◆ Provided data ◆

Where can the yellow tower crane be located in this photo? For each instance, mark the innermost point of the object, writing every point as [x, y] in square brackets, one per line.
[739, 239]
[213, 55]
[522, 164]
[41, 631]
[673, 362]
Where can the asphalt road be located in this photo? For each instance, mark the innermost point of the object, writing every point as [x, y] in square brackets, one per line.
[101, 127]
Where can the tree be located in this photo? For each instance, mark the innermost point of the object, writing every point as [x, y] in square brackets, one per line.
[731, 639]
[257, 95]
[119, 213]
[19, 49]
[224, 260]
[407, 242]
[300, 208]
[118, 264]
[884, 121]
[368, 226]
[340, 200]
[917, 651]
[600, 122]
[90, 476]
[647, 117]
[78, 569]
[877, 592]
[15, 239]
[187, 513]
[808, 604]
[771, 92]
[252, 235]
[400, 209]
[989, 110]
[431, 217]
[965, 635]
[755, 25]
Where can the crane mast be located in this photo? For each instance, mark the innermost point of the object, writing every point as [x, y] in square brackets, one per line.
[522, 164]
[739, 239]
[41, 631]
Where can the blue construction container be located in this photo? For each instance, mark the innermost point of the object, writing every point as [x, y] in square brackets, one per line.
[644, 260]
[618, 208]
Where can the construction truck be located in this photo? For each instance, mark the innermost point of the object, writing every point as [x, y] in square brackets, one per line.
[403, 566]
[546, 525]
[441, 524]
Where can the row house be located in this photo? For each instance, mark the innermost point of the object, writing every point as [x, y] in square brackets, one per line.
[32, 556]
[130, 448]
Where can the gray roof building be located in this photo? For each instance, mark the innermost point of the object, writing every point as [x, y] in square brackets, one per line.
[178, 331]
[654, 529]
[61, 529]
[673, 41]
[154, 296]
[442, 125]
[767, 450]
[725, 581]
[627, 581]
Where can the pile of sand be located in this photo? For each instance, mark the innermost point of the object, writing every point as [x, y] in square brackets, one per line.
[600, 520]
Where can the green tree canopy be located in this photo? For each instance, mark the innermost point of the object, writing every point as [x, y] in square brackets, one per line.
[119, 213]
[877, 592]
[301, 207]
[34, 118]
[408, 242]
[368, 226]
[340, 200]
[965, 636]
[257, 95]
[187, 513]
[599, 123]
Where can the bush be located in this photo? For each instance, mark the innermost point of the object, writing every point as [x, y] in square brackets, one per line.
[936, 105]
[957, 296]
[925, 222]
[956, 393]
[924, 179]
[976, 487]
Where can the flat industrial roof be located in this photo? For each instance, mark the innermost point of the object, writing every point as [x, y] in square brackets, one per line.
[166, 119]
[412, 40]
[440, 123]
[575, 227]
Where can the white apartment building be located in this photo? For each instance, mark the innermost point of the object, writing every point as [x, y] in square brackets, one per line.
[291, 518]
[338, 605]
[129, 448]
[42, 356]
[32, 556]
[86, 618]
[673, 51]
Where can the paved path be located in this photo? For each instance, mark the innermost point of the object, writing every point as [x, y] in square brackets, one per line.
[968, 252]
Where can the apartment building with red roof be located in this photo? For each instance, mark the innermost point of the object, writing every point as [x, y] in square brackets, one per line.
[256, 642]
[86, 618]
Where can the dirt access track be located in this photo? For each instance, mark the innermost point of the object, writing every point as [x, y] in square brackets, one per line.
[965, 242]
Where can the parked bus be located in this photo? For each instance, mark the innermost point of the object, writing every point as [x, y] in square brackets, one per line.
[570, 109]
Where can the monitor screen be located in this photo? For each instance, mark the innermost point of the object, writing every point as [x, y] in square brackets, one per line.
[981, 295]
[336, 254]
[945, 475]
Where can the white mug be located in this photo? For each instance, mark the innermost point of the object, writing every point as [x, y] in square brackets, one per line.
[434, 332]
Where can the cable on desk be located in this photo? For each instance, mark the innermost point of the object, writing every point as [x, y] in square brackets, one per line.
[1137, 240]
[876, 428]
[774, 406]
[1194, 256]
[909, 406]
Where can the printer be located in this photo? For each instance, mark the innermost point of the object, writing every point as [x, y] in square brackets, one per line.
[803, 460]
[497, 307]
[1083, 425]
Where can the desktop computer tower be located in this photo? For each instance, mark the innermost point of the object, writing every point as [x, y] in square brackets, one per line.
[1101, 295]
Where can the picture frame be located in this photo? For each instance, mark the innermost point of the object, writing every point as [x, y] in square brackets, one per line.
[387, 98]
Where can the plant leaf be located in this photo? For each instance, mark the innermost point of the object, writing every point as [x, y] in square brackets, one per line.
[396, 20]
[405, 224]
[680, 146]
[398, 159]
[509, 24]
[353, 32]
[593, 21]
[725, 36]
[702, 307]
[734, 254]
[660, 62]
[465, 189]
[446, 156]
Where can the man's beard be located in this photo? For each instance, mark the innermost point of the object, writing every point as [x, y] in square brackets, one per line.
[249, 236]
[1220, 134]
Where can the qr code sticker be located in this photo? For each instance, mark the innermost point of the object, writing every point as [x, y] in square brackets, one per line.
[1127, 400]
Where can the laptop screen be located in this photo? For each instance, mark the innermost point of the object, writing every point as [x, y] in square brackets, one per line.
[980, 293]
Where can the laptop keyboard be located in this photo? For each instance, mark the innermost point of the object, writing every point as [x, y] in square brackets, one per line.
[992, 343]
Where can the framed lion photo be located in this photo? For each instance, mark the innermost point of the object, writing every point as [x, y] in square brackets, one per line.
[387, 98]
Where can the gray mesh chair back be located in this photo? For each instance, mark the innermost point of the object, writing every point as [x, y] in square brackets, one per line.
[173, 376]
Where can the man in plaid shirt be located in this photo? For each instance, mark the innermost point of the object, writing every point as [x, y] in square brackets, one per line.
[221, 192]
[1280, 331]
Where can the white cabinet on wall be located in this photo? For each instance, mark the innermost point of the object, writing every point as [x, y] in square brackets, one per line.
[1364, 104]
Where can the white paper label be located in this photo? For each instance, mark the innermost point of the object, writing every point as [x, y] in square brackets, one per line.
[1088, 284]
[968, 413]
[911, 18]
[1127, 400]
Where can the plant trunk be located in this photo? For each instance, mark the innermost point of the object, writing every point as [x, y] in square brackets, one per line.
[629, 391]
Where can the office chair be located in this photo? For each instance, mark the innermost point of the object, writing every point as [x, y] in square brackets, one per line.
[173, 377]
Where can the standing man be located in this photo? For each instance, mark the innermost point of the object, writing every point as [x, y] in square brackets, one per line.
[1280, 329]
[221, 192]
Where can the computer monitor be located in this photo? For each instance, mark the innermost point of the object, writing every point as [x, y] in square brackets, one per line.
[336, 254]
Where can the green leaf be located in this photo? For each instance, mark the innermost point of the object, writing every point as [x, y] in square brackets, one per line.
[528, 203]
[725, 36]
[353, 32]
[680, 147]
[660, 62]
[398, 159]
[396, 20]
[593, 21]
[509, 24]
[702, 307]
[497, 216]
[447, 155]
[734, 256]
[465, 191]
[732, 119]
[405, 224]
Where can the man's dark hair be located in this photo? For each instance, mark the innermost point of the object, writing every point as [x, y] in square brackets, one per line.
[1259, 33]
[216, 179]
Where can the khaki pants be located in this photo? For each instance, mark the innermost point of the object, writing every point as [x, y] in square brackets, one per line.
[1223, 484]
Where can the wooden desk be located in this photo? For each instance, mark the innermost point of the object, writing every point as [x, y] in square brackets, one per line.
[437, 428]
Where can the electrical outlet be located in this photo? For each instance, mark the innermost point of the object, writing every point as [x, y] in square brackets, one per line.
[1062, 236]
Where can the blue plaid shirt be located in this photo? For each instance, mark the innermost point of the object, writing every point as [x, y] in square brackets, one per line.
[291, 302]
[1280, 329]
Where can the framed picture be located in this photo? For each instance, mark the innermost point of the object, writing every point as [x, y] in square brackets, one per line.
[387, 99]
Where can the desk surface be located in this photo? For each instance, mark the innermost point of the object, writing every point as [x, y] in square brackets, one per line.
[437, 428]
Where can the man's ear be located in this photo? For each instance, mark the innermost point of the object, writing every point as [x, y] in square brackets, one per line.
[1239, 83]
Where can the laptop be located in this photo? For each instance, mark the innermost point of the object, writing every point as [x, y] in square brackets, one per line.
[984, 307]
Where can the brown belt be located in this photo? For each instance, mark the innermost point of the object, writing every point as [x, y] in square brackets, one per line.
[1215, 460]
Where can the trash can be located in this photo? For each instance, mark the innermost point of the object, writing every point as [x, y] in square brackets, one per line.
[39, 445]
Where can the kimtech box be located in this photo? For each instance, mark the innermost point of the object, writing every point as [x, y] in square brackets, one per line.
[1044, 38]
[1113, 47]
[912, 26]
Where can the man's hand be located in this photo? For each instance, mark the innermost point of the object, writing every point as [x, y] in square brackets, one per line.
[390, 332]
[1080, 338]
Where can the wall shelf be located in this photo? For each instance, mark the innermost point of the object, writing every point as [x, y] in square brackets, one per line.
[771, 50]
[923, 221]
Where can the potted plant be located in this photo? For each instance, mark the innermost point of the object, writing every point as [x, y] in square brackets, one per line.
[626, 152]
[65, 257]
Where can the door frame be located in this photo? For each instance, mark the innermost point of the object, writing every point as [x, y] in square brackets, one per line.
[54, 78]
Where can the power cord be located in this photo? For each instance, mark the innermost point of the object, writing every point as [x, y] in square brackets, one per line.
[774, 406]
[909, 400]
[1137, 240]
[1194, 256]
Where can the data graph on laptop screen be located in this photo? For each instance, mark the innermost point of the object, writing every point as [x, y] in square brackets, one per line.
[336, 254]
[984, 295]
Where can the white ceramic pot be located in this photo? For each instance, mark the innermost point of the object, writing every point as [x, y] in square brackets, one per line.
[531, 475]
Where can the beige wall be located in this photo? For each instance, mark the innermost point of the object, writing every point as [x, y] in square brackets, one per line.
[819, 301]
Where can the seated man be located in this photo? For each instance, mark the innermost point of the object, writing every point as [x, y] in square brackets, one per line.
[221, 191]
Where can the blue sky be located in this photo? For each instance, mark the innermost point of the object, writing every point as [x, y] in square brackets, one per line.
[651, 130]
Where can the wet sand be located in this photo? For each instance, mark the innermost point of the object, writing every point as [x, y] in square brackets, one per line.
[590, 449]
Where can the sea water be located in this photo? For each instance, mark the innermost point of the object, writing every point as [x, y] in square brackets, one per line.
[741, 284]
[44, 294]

◆ Task prompt ◆
Repeat the entries word for word, starting at the line that contains "Where can the green leaf" and ending at the line that contains "[1062, 236]", with both of those lines included.

◆ Exercise solution ◆
Where can the green leaf be located in this photo? For each instance, mark the innermost point of the object, writing every point as [x, y] in square brackets, one per line.
[528, 203]
[725, 36]
[353, 32]
[680, 147]
[660, 62]
[398, 159]
[396, 20]
[593, 21]
[509, 24]
[702, 307]
[497, 216]
[447, 155]
[734, 256]
[465, 191]
[732, 119]
[405, 224]
Where can the man's dark hair be located in this photo? For each instance, mark the innermost point of the object, writing every point as [x, y] in square brackets, one per line.
[1259, 33]
[216, 179]
Where can the khaki pants be located in this photo? For each instance, mark the innermost point of the object, writing every point as [x, y] in square brackets, one per line.
[1223, 484]
Where can the wooden desk be located in this photo? For each instance, mark the innermost point of the object, writing every point as [x, y] in square brackets, one per line.
[437, 428]
Where can the electrical outlet be located in this photo? For each instance, mark the innermost point of the object, writing every point as [x, y] in square brackets, one per line.
[1062, 236]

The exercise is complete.